— start of PASSAGE SHOWN —
Edexcel: 9RS0/03 New Testament Studies

The Gospel of Luke is one of the three Synoptic Gospels, generally thought to be written towards the end of the first century when the message of Jesus and the early Church had extended beyond the boundaries of Palestine. It is the Gospel of the outsider, thought to be written by a Greek — Luke, a travelling companion of Paul — and the first part of a two-volume work which starts with the announcement of the births of John the Baptist and Jesus in the Gospel and ends with Paul preaching openly in Rome in Acts of the Apostles. Thus, the writer has a long perspective covering several decades in the two volumes of theological history and sees all that he reports to be a crucial stage in salvation history as God works out his purposes among his chosen people of Israel and the Gentiles.
— end of PASSAGE SHOWN —
— start of GIVEN RECORDS —
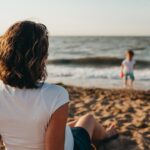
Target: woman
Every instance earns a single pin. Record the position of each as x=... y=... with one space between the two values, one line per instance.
x=33 y=114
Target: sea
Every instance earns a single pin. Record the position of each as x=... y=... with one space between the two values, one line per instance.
x=94 y=61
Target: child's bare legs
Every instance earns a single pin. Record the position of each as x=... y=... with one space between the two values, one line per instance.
x=131 y=83
x=96 y=131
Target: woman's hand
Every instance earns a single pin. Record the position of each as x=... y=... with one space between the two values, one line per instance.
x=55 y=134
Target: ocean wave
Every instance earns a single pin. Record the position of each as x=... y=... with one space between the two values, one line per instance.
x=97 y=62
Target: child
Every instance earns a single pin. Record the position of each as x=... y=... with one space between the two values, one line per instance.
x=127 y=68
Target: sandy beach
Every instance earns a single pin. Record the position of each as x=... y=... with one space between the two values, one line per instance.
x=129 y=110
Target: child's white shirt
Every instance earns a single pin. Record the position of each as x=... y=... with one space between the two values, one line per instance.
x=128 y=65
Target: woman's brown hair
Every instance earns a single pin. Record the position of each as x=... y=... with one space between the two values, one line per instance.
x=23 y=55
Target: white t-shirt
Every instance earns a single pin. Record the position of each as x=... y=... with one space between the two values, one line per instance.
x=25 y=113
x=128 y=65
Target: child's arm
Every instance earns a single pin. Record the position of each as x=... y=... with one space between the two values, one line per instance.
x=122 y=66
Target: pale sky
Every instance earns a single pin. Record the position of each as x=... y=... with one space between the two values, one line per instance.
x=80 y=17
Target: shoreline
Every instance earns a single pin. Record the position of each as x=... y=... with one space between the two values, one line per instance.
x=99 y=83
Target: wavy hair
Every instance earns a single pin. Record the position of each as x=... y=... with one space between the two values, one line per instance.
x=23 y=55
— end of GIVEN RECORDS —
- _WHAT TO DO_:
a) Answer these questions from the passage on the Gospel of Luke, one line each:
(i) Of what group of Gospels is Luke described as one?
(ii) With what announcement does the two-volume work begin?
(iii) With what scene does Acts of the Apostles end?
b) Render the records from the line holding "Target: sea" through the line holding "x=129 y=110", inclusive, as a two-column CSV with the header input,output. Give one row per record, with its text under input and its answer under output, each field in double quotes and line breaks replaced by spaces.

- _SOLUTION SET_:
a)
(i) The three Synoptic Gospels.
(ii) The announcement of the births of John the Baptist and Jesus.
(iii) Paul preaching openly in Rome.

b)
input,output
"Target: sea Every instance earns a single pin. Record the position of each as x=... y=... with one space between the two values, one line per instance.","x=94 y=61"
"Target: child's bare legs Every instance earns a single pin. Record the position of each as x=... y=... with one space between the two values, one line per instance.","x=131 y=83 x=96 y=131"
"Target: woman's hand Every instance earns a single pin. Record the position of each as x=... y=... with one space between the two values, one line per instance.","x=55 y=134"
"Target: ocean wave Every instance earns a single pin. Record the position of each as x=... y=... with one space between the two values, one line per instance.","x=97 y=62"
"Target: child Every instance earns a single pin. Record the position of each as x=... y=... with one space between the two values, one line per instance.","x=127 y=68"
"Target: sandy beach Every instance earns a single pin. Record the position of each as x=... y=... with one space between the two values, one line per instance.","x=129 y=110"